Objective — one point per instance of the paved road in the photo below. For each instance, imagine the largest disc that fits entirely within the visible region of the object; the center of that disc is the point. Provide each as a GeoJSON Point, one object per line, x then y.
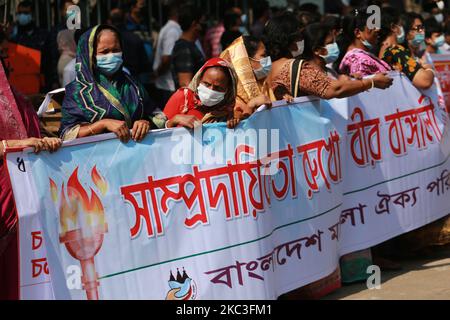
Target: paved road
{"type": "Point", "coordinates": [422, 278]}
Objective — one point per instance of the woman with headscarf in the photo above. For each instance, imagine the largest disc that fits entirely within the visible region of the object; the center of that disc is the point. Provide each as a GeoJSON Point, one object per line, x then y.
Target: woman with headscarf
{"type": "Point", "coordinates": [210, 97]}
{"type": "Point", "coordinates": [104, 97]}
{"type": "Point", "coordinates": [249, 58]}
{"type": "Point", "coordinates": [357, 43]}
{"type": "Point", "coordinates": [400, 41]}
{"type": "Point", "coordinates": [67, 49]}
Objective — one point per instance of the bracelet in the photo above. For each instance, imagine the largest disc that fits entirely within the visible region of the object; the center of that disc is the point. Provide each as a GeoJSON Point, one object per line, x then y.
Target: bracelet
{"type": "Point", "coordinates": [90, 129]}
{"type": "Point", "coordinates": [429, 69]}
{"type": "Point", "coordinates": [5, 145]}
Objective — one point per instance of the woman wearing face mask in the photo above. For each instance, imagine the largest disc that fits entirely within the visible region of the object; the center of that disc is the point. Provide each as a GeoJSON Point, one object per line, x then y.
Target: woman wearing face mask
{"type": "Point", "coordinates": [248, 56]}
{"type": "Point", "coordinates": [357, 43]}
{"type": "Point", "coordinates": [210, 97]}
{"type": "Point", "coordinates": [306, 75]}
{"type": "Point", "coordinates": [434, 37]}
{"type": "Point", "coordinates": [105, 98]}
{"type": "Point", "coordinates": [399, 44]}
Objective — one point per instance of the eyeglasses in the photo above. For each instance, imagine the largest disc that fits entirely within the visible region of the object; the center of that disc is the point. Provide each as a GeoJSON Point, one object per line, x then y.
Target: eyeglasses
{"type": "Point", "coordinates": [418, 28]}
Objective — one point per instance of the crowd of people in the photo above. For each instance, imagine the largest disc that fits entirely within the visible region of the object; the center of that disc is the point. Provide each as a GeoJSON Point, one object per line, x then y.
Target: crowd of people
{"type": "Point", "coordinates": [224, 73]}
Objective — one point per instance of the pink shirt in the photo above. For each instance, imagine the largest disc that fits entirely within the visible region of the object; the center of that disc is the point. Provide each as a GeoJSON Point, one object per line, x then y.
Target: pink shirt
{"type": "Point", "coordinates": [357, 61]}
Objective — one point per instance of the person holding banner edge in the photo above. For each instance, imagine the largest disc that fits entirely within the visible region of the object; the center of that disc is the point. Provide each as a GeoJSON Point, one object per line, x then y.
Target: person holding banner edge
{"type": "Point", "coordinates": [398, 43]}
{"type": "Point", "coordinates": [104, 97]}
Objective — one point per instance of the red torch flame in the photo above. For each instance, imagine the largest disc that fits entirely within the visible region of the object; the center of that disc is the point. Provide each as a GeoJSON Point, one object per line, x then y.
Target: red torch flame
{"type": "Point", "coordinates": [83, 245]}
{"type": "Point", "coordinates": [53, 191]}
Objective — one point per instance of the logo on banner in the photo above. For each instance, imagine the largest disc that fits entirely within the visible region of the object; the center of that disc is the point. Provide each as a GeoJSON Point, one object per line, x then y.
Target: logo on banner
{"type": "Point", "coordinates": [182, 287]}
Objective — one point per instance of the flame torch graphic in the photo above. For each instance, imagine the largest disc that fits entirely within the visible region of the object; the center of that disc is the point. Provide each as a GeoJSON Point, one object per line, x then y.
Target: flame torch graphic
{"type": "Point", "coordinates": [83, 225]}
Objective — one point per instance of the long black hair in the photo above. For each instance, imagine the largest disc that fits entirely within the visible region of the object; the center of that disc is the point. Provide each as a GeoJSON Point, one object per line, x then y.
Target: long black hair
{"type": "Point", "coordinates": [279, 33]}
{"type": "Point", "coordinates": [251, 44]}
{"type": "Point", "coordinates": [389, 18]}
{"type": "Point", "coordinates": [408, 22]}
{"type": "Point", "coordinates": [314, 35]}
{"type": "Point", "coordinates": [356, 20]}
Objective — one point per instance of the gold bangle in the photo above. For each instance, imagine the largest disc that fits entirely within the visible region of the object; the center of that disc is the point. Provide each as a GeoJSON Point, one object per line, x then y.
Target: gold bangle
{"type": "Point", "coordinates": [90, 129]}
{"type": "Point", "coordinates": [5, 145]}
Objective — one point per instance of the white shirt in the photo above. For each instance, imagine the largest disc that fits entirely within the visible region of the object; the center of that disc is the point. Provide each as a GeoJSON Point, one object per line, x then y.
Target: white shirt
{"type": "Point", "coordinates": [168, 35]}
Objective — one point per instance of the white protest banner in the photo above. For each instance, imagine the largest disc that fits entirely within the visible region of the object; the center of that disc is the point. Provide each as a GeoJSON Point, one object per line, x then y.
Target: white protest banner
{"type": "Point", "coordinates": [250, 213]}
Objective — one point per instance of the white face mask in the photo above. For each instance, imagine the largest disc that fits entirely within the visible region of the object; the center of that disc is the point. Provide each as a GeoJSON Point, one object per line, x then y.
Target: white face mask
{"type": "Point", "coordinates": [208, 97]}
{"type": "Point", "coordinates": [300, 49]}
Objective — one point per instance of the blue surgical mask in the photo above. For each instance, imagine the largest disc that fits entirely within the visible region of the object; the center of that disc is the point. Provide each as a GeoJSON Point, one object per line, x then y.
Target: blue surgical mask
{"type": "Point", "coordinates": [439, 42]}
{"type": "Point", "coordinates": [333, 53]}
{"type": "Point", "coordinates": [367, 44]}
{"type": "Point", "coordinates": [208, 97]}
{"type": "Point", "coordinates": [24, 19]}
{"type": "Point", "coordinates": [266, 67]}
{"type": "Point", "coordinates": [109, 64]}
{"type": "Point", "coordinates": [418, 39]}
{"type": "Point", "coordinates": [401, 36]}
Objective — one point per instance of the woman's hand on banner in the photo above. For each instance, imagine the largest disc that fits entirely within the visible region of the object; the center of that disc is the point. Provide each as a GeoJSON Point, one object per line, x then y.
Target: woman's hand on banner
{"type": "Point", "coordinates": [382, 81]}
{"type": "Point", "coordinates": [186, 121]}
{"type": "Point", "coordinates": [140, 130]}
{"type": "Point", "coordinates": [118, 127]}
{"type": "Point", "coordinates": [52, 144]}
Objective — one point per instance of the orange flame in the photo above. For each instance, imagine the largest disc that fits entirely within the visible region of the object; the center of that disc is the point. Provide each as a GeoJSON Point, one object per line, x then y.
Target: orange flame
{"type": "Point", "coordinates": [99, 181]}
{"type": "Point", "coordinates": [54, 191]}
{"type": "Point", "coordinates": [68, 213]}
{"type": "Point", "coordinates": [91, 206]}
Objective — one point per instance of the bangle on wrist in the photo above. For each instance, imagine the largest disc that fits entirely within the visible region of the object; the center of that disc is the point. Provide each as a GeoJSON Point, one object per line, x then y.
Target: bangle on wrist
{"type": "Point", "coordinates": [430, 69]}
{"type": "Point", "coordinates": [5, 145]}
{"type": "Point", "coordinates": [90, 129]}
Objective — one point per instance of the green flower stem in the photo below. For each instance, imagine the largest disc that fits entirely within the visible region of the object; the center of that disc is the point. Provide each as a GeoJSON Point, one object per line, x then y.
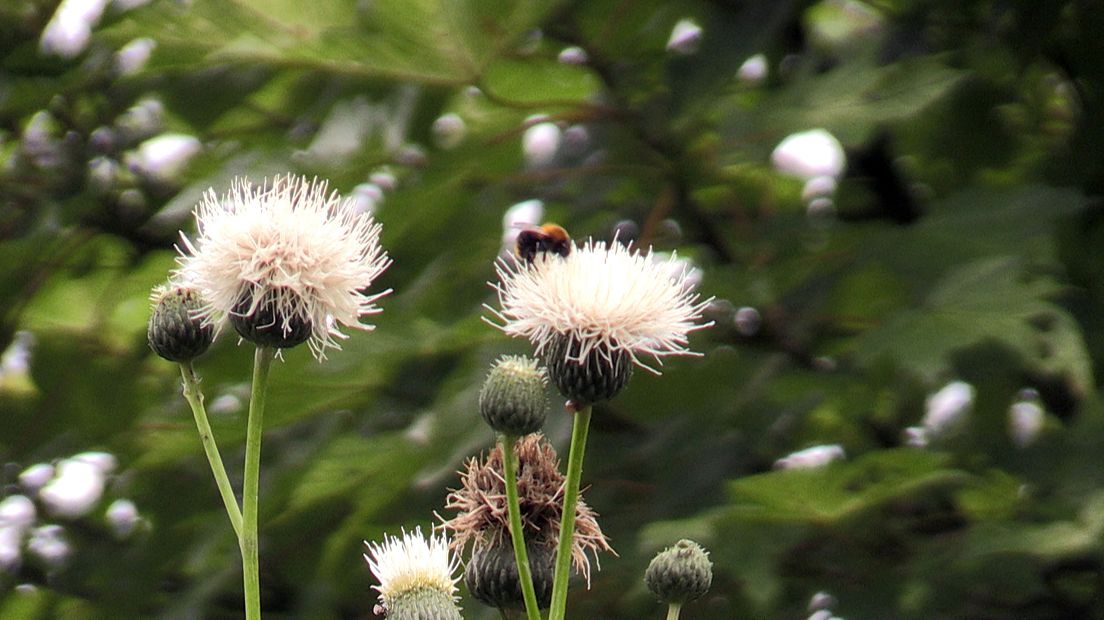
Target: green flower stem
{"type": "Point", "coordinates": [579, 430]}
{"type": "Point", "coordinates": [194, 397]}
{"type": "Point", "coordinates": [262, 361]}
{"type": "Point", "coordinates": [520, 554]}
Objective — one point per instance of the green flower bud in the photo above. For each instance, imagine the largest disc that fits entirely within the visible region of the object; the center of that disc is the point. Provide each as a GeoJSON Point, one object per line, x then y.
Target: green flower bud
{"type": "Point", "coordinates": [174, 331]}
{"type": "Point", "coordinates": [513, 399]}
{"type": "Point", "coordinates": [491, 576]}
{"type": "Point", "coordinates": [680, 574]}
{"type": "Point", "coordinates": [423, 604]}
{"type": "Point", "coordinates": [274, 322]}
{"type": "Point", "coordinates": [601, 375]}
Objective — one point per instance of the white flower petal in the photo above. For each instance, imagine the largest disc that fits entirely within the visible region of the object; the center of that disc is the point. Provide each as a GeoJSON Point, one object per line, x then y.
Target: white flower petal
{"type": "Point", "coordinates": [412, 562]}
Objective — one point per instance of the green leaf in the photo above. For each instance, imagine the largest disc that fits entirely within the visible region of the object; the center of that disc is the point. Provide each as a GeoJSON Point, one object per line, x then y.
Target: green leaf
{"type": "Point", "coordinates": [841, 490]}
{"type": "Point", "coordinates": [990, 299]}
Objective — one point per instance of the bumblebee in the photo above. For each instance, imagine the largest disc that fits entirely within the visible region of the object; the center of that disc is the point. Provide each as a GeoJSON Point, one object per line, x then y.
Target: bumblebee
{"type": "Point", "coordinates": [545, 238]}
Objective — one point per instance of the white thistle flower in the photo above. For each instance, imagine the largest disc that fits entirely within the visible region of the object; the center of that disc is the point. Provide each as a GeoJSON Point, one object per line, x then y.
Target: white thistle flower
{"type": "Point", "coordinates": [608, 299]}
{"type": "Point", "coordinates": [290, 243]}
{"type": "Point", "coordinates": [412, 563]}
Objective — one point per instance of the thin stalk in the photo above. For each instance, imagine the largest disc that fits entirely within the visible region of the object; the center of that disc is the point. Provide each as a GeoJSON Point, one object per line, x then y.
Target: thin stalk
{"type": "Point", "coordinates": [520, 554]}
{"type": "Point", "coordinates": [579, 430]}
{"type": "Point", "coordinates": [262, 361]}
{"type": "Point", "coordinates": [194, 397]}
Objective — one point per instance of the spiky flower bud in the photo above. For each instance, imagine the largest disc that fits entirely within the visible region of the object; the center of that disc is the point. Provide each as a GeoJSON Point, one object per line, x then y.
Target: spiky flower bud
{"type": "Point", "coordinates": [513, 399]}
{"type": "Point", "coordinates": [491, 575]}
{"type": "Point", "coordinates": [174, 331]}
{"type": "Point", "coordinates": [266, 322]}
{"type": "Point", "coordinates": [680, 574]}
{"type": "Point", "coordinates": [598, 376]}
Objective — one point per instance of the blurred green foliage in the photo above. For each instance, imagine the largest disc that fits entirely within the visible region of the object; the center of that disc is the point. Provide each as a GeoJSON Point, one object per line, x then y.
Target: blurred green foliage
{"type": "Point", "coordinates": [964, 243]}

========================================================================

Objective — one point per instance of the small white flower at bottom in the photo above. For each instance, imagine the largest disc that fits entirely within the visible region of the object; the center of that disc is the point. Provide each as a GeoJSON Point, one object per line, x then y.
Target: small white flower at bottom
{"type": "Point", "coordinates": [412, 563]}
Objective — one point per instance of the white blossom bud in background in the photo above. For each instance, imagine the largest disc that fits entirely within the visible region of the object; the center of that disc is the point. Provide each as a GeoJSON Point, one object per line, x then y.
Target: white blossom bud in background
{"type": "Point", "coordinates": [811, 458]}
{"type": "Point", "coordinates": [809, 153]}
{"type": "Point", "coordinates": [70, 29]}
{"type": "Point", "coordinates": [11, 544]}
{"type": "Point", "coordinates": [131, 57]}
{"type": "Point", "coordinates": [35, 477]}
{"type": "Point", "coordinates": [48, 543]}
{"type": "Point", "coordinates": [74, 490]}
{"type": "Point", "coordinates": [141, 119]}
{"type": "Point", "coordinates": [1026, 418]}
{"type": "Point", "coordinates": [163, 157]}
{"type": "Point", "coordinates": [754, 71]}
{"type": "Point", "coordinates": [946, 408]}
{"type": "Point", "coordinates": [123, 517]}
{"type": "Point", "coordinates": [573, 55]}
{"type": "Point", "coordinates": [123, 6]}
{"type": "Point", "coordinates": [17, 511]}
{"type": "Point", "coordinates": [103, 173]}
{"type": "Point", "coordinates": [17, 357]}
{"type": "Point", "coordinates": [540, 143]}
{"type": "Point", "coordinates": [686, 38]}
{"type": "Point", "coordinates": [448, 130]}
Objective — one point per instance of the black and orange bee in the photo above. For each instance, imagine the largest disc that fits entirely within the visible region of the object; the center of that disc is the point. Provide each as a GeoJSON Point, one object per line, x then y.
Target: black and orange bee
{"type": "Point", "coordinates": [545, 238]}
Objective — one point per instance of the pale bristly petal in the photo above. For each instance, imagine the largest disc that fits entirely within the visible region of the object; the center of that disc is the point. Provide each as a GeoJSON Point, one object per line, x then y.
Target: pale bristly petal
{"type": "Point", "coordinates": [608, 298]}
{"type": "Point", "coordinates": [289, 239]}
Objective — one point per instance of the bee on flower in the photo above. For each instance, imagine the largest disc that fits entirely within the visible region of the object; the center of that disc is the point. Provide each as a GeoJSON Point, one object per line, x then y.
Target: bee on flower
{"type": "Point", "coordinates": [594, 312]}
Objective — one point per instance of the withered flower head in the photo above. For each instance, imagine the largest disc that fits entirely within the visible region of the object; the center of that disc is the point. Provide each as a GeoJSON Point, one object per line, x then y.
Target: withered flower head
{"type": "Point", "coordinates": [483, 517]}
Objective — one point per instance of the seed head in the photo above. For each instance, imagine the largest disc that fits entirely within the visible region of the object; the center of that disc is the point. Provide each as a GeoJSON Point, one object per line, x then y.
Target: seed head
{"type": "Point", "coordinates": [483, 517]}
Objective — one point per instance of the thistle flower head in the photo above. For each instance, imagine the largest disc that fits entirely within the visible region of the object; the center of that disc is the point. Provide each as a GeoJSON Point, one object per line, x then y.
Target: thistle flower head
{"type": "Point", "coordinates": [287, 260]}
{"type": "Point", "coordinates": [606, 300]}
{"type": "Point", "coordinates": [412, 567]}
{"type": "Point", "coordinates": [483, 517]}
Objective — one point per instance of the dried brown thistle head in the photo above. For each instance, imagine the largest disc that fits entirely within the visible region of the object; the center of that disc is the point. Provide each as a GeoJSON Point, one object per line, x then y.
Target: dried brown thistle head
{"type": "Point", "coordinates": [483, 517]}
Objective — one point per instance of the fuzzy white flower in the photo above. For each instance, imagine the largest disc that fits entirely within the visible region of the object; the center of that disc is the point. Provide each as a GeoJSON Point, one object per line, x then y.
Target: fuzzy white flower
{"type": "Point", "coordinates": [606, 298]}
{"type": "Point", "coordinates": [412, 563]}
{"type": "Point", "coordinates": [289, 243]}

========================================================================

▶ [TASK TO COMPLETE]: From the entries above, copy every line that contains the word "pink", matching case exactly.

▶ [ANSWER FOR THIS EXERCISE]:
Objective — one point per instance of the pink shirt in the photo above. For each instance, imagine the largest disc that fits entirely within the visible region of the object; the center of that disc is the point. Provide each as a GeoJSON Point, one object per line, x then y.
Target: pink shirt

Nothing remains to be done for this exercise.